Quem tem ‘espaço reduzido’ no jornal
Ocupar espaços em jornais não é uma estratégia nova. Nos anos 1990, durante a discussão da Lei de Propriedade Industrial, a mídia foi uma arma usada pelo lobby favorável ao alinhamento aos interesses da indústria multinacional, que defendia esticar os prazos de monopólios de medicamentos. O Acordo sobre Aspectos dos Direitos de Propriedade Intelectual Relacionados ao Comércio, conhecido pela sigla em inglês Trips, determinou que o prazo de patentes deve ser de 20 anos, e a lei brasileira colocou no mesmo balaio patentes em várias áreas, inclusive a da saúde, que até então era regida com regras próprias.
Na época, o Fórum pela Liberdade do Uso do Conhecimento, que pressionava por uma lei mais flexível, reclamou de não ter tido espaço na mídia. O debate se polarizava entre a defesa da indústria nacional e o alinhamento à legislação internacional, mais protetiva às empresas estrangeiras detentoras dos monopólios.

Registros do conjunto
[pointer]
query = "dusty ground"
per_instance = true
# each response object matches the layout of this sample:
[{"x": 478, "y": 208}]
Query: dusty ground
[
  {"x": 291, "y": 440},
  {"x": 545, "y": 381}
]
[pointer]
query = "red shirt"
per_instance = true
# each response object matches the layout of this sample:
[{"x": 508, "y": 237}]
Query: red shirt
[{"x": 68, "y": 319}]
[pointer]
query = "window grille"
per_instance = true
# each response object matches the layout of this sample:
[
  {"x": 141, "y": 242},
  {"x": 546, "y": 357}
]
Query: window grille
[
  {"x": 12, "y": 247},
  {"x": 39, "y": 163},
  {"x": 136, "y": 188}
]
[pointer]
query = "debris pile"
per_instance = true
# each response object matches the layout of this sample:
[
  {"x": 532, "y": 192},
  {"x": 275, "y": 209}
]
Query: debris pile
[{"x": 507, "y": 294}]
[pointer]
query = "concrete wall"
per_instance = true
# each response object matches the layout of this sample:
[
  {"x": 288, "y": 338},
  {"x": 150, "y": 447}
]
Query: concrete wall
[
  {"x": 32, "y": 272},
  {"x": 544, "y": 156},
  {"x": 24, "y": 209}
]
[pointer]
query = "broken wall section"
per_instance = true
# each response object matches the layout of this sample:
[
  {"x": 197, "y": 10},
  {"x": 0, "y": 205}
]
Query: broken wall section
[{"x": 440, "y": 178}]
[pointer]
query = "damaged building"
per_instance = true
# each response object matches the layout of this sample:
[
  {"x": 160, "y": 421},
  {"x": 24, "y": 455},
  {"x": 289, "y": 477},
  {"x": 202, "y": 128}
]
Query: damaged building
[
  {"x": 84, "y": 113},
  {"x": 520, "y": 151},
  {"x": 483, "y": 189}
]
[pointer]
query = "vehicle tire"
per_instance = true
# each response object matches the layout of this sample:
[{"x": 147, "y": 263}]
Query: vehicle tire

O que produzir
Prossiga o texto sobre a mídia no debate da Lei de Propriedade Industrial a partir da última frase apresentada. Os registros vêm de uma fonte diferente da do texto.

Resultado do exercício
Segundo a pesquisadora Renata Reis, da UFRJ, que analisou o lobby da Lei de Propriedade Industrial em seu doutorado, metade dos artigos na Folha de S.Paulo eram assinados por indústrias ou associações empresariais. Só 7% eram de institutos de pesquisa. No Estadão, 71% dos artigos publicados sobre o tema eram a favor da aprovação da lei. “A SBPC [Sociedade Brasileira para o Progresso da Ciência], as associações de empresários nacionais do setor químico-farmacêutico e grupos de interesse público que claramente se opunham ao PL tiveram espaço reduzido no jornal”, diz a tese.
Agora, o cenário parece se repetir. Embora a Folha tenha reportado as divergências entre as farmacêuticas, o Valor publicou – desta vez, não como publicidade – que a disputa do STF “coloca em jogo” 31 mil patentes. O especialista entrevistado na reportagem é Otto Licks, sócio do escritório de advocacia que havia comprado a capa do jornal na semana anterior.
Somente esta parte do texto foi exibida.